[BEGIN RECORDS]

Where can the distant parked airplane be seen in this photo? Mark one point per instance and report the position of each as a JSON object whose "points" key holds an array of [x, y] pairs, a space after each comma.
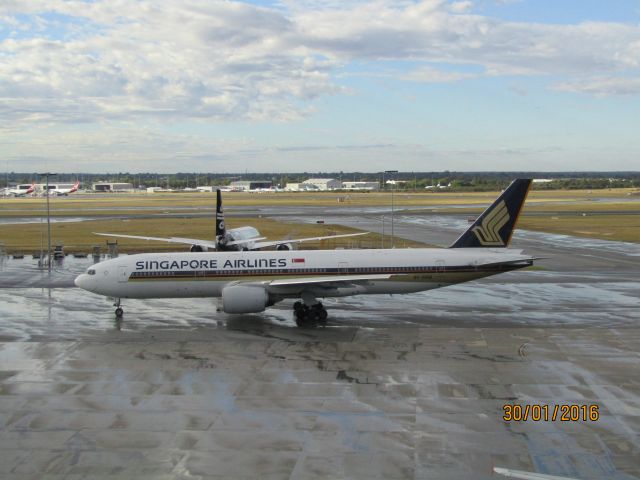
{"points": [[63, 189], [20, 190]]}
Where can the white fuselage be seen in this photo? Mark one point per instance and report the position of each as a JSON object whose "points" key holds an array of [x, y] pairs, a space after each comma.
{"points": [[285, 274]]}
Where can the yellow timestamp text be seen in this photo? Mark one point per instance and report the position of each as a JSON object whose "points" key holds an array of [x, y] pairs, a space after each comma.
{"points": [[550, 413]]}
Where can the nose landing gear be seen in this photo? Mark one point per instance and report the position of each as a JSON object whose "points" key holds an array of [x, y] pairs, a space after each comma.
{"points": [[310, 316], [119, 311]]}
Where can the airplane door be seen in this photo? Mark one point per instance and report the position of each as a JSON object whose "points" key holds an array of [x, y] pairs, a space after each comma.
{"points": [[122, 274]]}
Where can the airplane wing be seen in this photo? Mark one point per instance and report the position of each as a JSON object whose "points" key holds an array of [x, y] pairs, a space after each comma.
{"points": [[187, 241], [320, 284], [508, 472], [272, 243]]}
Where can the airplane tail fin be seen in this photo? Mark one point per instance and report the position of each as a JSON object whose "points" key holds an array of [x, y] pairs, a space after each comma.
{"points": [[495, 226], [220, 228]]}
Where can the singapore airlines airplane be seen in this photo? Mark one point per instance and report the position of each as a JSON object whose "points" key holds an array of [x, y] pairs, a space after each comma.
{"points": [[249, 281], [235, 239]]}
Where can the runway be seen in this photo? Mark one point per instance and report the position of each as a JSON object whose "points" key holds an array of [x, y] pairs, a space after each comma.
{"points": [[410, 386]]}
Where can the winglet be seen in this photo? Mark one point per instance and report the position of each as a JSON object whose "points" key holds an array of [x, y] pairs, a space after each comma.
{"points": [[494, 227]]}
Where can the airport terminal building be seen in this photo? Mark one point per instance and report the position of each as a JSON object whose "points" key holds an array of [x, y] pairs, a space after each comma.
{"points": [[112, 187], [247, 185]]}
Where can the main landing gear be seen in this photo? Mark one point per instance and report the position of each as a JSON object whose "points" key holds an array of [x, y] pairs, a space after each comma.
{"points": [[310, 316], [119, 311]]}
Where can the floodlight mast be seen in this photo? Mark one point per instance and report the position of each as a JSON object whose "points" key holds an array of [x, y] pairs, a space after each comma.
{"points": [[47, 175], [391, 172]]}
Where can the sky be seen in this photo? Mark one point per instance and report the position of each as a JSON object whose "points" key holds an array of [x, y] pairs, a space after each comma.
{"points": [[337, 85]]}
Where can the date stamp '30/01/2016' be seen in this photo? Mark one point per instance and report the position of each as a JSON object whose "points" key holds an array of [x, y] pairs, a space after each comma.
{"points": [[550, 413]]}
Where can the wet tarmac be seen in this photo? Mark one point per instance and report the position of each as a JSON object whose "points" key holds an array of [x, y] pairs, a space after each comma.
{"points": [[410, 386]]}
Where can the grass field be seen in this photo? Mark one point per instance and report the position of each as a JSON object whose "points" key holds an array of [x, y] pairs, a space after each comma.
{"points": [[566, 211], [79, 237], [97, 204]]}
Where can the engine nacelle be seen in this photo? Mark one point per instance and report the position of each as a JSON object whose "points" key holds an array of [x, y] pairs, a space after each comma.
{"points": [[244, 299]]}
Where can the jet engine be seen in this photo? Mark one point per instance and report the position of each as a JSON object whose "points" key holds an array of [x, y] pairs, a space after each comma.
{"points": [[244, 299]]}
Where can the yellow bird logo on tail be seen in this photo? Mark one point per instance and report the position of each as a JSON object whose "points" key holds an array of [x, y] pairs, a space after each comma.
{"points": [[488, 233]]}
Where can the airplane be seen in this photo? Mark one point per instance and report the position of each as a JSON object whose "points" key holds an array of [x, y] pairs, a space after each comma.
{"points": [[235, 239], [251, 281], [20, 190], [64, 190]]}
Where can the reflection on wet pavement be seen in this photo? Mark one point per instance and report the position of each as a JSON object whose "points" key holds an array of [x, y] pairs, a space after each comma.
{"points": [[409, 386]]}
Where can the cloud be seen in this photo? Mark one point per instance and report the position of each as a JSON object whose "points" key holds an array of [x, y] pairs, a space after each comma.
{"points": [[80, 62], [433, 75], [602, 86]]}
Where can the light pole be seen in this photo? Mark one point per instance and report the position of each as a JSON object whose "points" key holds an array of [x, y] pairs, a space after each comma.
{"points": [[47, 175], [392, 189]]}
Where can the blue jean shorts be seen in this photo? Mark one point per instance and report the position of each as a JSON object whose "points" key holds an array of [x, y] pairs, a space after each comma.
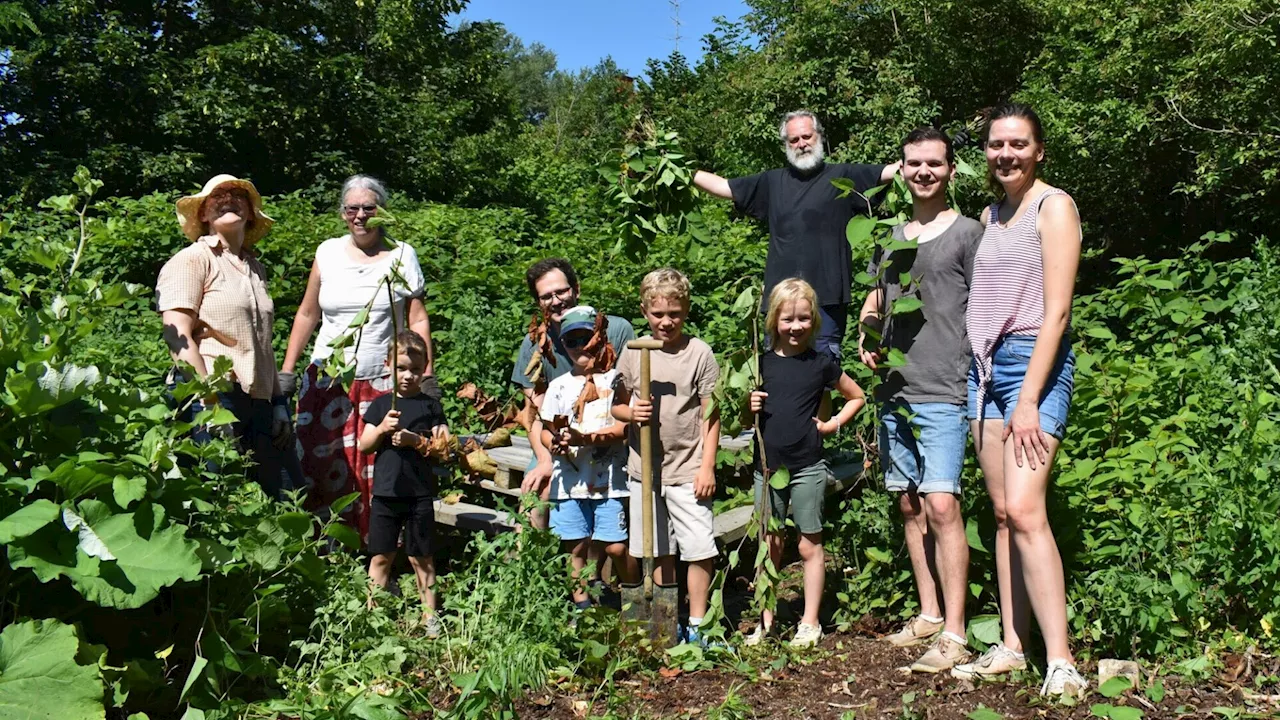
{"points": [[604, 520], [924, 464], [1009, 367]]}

[END RECORDS]
[BEGIN RECORDS]

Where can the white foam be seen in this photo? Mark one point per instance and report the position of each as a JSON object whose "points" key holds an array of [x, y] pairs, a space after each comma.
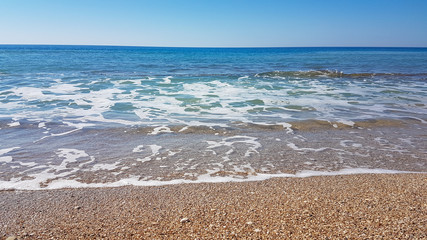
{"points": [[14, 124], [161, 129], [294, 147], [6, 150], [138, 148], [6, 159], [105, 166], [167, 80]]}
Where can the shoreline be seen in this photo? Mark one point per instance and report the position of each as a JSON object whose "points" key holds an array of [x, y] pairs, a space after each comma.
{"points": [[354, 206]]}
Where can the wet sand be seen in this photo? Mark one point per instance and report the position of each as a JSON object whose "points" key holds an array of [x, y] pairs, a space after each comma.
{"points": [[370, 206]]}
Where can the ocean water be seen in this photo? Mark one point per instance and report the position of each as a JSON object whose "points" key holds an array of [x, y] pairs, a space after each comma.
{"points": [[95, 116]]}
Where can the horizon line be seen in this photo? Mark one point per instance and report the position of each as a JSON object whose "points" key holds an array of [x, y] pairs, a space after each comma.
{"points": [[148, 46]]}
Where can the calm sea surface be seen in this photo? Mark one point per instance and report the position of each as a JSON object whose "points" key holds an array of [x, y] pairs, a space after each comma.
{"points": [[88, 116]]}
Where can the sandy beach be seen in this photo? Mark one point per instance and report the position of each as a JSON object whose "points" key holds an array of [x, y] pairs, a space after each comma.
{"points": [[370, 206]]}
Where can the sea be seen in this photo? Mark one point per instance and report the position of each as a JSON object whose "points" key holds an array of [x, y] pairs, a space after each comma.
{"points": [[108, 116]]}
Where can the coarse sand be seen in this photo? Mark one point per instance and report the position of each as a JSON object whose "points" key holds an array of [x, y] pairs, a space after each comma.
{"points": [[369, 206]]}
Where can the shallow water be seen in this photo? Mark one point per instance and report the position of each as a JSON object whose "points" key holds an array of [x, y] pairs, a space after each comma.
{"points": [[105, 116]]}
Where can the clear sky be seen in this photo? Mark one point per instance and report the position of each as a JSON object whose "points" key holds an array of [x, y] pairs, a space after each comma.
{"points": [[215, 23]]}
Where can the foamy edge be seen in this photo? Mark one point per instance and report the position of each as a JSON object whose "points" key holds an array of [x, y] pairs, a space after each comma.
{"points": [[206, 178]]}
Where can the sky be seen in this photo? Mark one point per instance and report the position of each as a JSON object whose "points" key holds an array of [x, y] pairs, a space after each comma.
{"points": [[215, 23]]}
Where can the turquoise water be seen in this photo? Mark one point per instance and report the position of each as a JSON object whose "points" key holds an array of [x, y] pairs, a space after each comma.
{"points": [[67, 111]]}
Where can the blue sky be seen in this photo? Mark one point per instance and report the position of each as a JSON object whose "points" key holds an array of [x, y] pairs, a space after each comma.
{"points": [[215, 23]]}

[END RECORDS]
[BEGIN RECORDS]

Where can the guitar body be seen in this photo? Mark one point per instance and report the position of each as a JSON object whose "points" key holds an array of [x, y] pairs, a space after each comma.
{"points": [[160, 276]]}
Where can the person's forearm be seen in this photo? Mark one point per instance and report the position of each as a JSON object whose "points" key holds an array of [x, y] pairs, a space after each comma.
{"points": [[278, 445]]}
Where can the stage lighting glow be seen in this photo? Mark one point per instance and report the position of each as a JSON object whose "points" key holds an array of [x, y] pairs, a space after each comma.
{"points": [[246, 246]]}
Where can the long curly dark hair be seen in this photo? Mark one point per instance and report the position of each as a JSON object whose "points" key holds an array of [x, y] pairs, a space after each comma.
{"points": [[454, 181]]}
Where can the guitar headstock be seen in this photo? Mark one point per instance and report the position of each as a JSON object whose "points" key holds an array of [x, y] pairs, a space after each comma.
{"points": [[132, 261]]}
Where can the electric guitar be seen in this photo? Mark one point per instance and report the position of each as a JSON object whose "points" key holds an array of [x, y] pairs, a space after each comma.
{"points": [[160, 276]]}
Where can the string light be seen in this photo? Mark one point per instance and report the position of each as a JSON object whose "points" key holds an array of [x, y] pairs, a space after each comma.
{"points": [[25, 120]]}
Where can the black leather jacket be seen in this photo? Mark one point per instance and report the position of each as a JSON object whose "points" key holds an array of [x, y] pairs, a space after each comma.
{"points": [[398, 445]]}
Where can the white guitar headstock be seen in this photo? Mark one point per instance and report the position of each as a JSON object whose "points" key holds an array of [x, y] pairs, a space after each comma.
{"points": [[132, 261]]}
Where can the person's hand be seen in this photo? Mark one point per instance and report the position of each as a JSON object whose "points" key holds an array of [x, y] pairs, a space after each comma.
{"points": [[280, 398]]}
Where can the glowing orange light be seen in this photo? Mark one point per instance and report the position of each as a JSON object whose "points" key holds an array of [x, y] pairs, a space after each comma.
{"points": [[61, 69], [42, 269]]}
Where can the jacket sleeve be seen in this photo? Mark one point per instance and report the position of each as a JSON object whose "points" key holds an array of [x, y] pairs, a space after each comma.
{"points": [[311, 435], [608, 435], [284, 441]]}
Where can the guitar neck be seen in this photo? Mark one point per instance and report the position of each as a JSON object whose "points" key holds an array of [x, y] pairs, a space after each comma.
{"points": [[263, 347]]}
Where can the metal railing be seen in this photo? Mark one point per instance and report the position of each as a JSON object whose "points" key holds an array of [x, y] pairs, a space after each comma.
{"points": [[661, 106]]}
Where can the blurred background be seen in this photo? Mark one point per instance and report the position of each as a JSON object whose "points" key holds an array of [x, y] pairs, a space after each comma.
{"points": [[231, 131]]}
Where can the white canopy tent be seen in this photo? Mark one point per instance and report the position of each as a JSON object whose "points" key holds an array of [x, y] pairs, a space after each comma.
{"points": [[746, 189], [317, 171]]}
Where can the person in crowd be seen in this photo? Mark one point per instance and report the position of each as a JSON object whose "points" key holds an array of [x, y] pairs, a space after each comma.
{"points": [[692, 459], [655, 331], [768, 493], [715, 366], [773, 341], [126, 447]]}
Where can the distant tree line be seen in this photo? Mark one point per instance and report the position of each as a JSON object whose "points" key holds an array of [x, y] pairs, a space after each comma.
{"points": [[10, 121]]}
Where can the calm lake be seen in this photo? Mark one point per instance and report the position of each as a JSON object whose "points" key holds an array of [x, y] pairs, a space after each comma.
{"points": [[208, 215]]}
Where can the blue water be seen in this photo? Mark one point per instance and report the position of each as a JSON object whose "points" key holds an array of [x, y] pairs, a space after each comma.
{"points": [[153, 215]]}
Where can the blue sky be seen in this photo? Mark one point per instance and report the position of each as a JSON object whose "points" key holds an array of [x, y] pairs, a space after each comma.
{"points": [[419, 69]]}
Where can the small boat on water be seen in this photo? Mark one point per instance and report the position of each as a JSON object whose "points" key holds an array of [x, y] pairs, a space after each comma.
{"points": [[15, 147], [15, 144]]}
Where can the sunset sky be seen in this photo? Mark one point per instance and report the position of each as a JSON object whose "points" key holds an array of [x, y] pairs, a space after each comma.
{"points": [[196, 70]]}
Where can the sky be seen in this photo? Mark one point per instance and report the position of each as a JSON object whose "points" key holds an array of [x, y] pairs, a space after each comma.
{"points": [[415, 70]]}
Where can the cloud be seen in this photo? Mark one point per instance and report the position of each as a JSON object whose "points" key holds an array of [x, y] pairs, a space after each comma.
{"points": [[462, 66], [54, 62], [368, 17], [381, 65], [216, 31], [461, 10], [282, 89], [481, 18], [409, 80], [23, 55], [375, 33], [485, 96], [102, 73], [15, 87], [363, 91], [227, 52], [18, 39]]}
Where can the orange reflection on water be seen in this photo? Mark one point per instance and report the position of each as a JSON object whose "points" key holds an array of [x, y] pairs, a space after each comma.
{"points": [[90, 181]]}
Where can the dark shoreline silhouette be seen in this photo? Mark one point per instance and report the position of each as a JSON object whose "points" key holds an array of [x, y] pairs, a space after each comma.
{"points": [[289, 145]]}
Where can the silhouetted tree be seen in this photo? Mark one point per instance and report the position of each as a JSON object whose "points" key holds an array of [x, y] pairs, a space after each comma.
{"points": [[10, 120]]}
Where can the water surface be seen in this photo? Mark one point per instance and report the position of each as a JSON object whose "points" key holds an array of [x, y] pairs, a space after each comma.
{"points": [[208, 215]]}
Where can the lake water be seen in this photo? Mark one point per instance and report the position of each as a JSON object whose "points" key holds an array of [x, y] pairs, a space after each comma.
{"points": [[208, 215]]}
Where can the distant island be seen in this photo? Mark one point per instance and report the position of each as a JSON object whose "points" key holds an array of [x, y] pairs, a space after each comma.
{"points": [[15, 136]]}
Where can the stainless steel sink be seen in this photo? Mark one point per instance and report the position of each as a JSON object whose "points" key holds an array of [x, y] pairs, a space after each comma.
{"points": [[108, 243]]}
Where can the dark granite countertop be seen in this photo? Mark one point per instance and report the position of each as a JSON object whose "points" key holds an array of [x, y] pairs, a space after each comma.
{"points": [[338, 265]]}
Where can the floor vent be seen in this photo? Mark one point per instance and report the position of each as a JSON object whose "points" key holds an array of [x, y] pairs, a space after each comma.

[END RECORDS]

[WHAT YOU SHOULD DO]:
Report every line in the records above that contains the string "reflection", copying each such line in full.

[RESULT OF THE EXERCISE]:
Where can the reflection on wet pavement be seen in this photo? Mark one point per instance and report the position of each as a JSON object whose "points" key holds an array of [x, y] pairs, a space after each comma.
Where can the orange reflection on water be seen in this photo? Mark one point per instance and report the position of each as a JSON object whose "points" key holds an array of [x, y] pairs, a space after each comma.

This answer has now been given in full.